**Questions**
a - In the year-in-review post, rewrite the part starting with "First off, the" and going on through "went down significantly.", putting "hotel" in place of "Mission Inn".
b - Say whether each statement agrees with the year-in-review post, and back up each answer with the exact words from it: (i) The writer's resolutions tend to stay the same each year. (ii) The writer saw Wicked for the first time. (iii) Gas prices went up a lot.

*** Opening Reading text ***

Sunday, January 11, 2009

Another year gone by. .

This is usually the time of year to begin to make New Year's resolutions and reminisce about the past year. Resolutions for me are usually the same. Lose weight and learn to do the splits. That part is easy. The looking back at my year can bring a smile or sometimes throw me back into the gauntlet of pain I experienced at a time during the year. In this time of reflection, I can say what brings me happiness. That is always to easier start in my reflection.
First off, the happy things

-Chris getting a job that he loves and excels in. I knew he would do well when given the chance, and he has not disappointed me.
-My job at the Mission Inn. I hate it and love it at the same time, but I am mostly thankful for a job.
-Gas went down significantly.
-Chris and I got back together and are better then ever:)
- Baby Collin and Baby Avery were born.
-Tina Fey played an amazing Palin. It's iconic.
-Wounds with friend(s) seem to have healed and found peace.
-HSM 3 came out.
-I saw Wicked for the 2nd time.

*** Closing Reading text ***
*** Opening Given information ***

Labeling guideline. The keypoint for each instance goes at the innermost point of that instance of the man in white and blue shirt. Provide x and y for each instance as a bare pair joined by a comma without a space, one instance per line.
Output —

*** Closing Given information ***

**Expected results**
a -
First off, the happy things

-Chris getting a job that he loves and excels in. I knew he would do well when given the chance, and he has not disappointed me.
-My job at the hotel. I hate it and love it at the same time, but I am mostly thankful for a job.
-Gas went down significantly.

b -
(i) Yes: "Resolutions for me are usually the same."
(ii) No: "I saw Wicked for the 2nd time."
(iii) No: "Gas went down significantly."